(To do): From the first line to the last, retype the records exactly and skip the pictures.

#### Listed entries

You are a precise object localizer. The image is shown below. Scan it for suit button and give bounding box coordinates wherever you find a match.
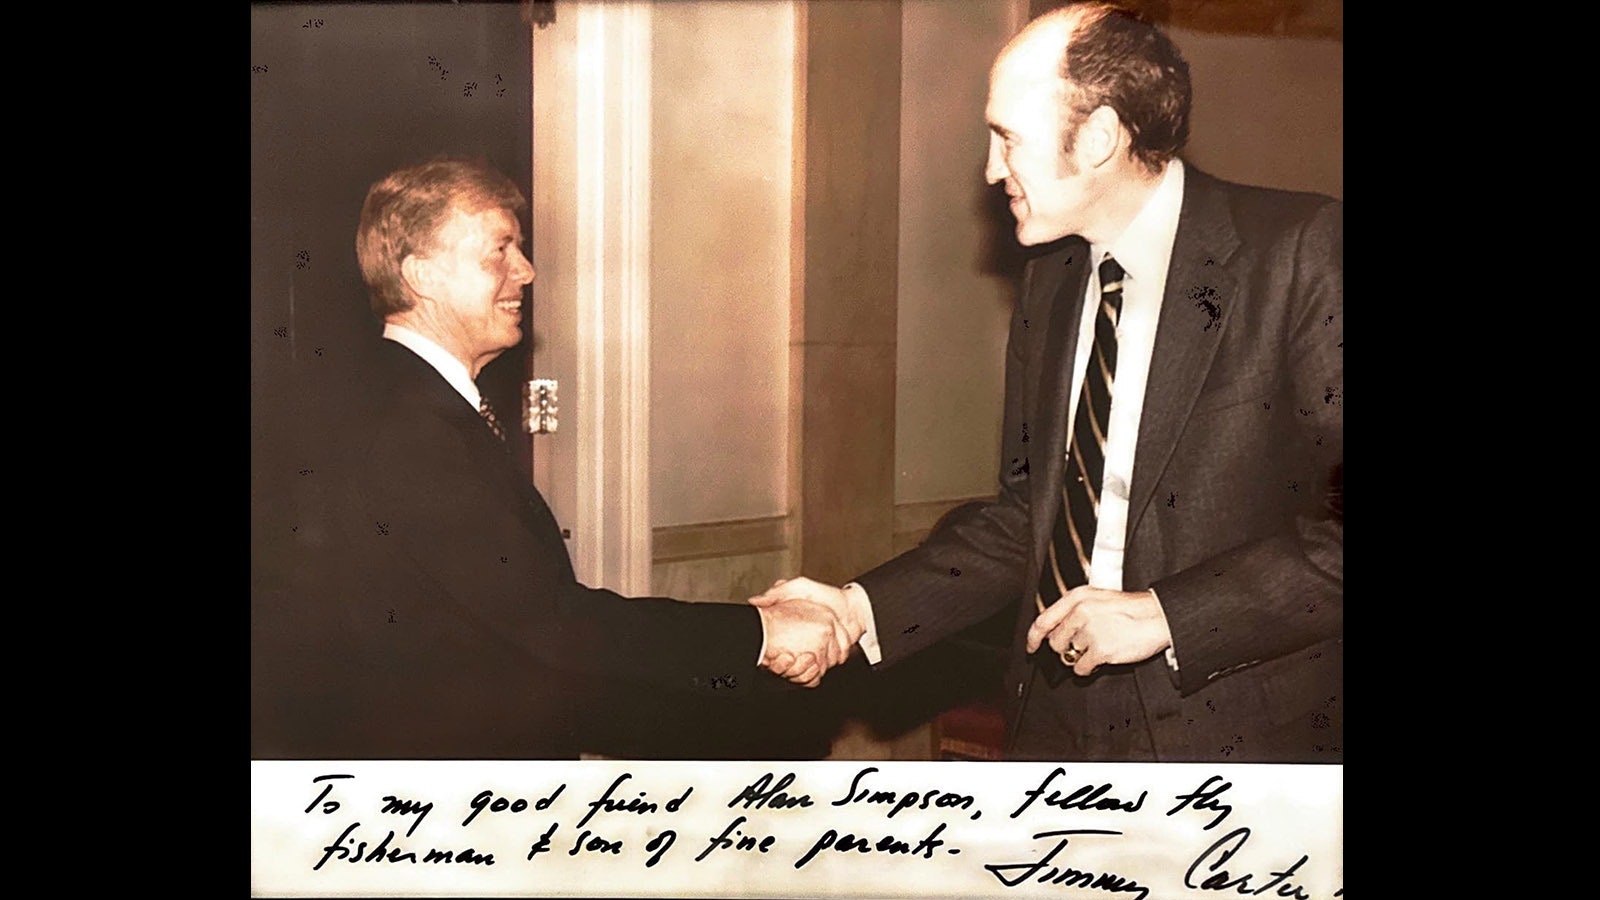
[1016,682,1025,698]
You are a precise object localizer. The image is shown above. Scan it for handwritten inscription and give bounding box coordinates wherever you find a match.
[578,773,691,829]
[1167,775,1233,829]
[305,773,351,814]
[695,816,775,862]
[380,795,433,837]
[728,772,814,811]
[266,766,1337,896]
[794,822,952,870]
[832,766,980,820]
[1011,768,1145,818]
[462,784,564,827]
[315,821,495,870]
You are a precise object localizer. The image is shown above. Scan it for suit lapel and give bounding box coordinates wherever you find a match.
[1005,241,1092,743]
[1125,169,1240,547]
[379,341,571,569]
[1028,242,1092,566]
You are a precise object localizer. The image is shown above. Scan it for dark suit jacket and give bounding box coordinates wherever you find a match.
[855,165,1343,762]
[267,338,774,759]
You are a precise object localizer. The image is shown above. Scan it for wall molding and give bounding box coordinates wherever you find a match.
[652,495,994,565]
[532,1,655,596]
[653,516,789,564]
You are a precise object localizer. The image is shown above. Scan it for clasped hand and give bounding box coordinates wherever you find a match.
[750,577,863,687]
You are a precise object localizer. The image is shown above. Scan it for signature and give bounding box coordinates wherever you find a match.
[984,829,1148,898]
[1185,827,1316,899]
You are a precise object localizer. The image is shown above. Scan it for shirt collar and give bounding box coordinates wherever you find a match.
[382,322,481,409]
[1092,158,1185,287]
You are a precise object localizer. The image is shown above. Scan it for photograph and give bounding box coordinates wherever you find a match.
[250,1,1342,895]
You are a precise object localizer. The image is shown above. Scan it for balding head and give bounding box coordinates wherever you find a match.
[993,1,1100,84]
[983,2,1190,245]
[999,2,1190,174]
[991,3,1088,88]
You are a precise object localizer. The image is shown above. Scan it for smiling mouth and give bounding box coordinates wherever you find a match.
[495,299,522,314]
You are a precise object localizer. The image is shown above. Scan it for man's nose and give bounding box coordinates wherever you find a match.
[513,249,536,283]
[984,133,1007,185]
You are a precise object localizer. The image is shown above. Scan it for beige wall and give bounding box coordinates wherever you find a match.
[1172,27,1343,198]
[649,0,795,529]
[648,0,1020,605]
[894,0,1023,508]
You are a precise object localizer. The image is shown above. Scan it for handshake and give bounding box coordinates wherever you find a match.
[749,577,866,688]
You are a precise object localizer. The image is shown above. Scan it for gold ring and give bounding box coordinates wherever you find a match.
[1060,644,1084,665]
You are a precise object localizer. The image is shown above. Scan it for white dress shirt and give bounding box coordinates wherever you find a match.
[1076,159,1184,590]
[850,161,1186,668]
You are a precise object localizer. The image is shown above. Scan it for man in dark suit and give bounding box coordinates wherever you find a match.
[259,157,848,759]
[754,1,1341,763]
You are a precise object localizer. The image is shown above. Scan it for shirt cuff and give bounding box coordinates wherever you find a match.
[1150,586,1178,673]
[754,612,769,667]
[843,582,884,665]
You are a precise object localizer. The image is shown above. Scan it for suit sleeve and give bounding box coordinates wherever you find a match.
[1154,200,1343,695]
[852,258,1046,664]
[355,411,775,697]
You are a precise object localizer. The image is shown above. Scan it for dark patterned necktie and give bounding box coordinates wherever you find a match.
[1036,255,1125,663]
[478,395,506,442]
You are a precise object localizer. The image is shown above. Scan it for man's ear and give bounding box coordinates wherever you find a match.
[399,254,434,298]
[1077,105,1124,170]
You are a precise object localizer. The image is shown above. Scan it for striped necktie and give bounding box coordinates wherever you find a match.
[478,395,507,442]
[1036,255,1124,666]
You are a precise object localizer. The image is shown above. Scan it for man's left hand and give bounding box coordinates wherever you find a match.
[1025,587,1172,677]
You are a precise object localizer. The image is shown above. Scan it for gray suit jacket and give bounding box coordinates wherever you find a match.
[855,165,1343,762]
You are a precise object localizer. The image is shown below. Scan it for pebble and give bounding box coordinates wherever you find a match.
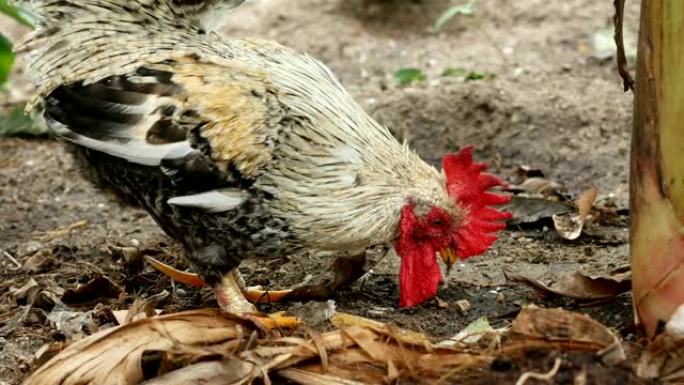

########

(Solution to the problem):
You are a precise object localizer. The image is shown below. Scan it for suit button and give bounding box coordinates wherever you find a match.
[1016,682,1025,698]
You are a precise object localizer. The image is shown above. Scan it for handwritten inscription and give bounding box coordinates wherever you find a match.
[578,773,691,829]
[1167,775,1233,829]
[305,773,351,814]
[695,816,775,862]
[380,795,433,837]
[728,772,814,811]
[266,766,1337,896]
[794,822,952,870]
[832,766,980,820]
[1011,768,1145,818]
[462,784,564,827]
[315,821,495,870]
You are a precise object localizer. The image is shown above. Scan it for suit lapel and give bounding box coordinates wherever you find a match.
[1005,241,1092,743]
[1125,169,1240,547]
[379,341,571,569]
[1028,242,1092,566]
You are a precise object localizer. The image is shown above. Scan it for dark suit jacket and give bounding box coordinates wherever you find a match.
[855,165,1343,762]
[267,338,774,759]
You are a precise object localizer. The image is shown above. Scan it for wall molding and give bounding box coordinates wherever you find a match.
[652,495,994,565]
[532,1,655,596]
[653,516,789,564]
You are a precise object localizer. The image is shown above. Scan it for clasped hand and give bounding box coordinates wherever you find a match.
[750,577,863,687]
You are a precise object localizer. The image is shown above. Scan it for signature and give bounding box coordinates wherever you find a match.
[984,829,1148,898]
[1185,827,1316,899]
You are a precise object localizer. The image is shown above. Scan it for shirt collar and give bounding box coordinates wherever you find a match.
[382,322,481,409]
[1092,158,1185,287]
You are a precise object localizer. The image is shown above. Scan it for photograph and give bounding box coordinates wherever you find a match.
[250,1,1342,895]
You are a precise object localizer. The image is shown above. Scan it for balding head and give bounding box coordinates wherever you find a match.
[993,1,1100,84]
[983,2,1190,245]
[999,2,1190,174]
[991,3,1088,88]
You are a precise object localizer. The image is shown above. Scan it for smiling mouth and give bounding box coordinates wherever you find a match.
[495,299,522,314]
You are a precise object localizer. The image is shown above. Scan it for man's nose and give bounding box coordinates wherever you find a match.
[513,249,536,283]
[984,133,1007,185]
You are a precise object localizer. The image is shown above. Scan it for beige wall and give bounding box coordinates wherever you find a match.
[1172,27,1343,198]
[649,0,795,529]
[648,0,1020,605]
[894,0,1023,508]
You are a precise object localizer. The image is shown above. Scan it for handshake and give bounding box coordinates wherever you find a match.
[749,577,866,688]
You are a precise object localizer. The image is shown above. Scan it for gold ring and give bounding box coordinates wherever you find a match.
[1060,644,1084,665]
You are a precise object localizer. The image is shown above. Scan it for white dress shirt and give bounding box coordinates wherever you find a match.
[1076,159,1184,590]
[850,161,1186,668]
You are a precise object localizer. The image is shown above. Scan it for man in dark suit and give bounding box coordinates wherever you find a match.
[259,157,848,759]
[754,1,1341,763]
You are a precise object localizer. The image is shown above. Scan it for shirt cuff and give bounding box coordinates wherever you find a match.
[1150,586,1178,673]
[754,612,769,667]
[843,582,884,665]
You are a precise object localizer. The image is shown above. Scan it for suit sleeve and give bounding box coordinates wherever you find a match.
[1154,200,1343,695]
[852,258,1046,664]
[355,411,775,697]
You are a precise object localizer. The image is shown above. Scan it for dark patterned necktie and give bounding box coordinates wherever you find a match.
[1036,255,1125,663]
[478,395,506,442]
You are a precise object localizer. The image is shown above. Scan it for man's ear and give bounding box coordinates wherever you find a match.
[399,254,434,298]
[1077,105,1124,170]
You are a precise object localizer. The image is shown above. Scan it for striped necktie and give bounding box coordinates wherever you find a match.
[478,395,507,442]
[1036,255,1124,666]
You are a precise object localizer. The image is shown above. Scan it for man's left hand and give bounding box coordinates wherever you find a match.
[1025,587,1172,677]
You are a precise object localizer. The image is shown above. Scan it for gray suit jacket and give bounding box coordinates wherever you find a match.
[855,165,1343,762]
You are a precise object localizer. The image is shown below. Scan it for pebble and give bounding box coordinates wherever you find a match.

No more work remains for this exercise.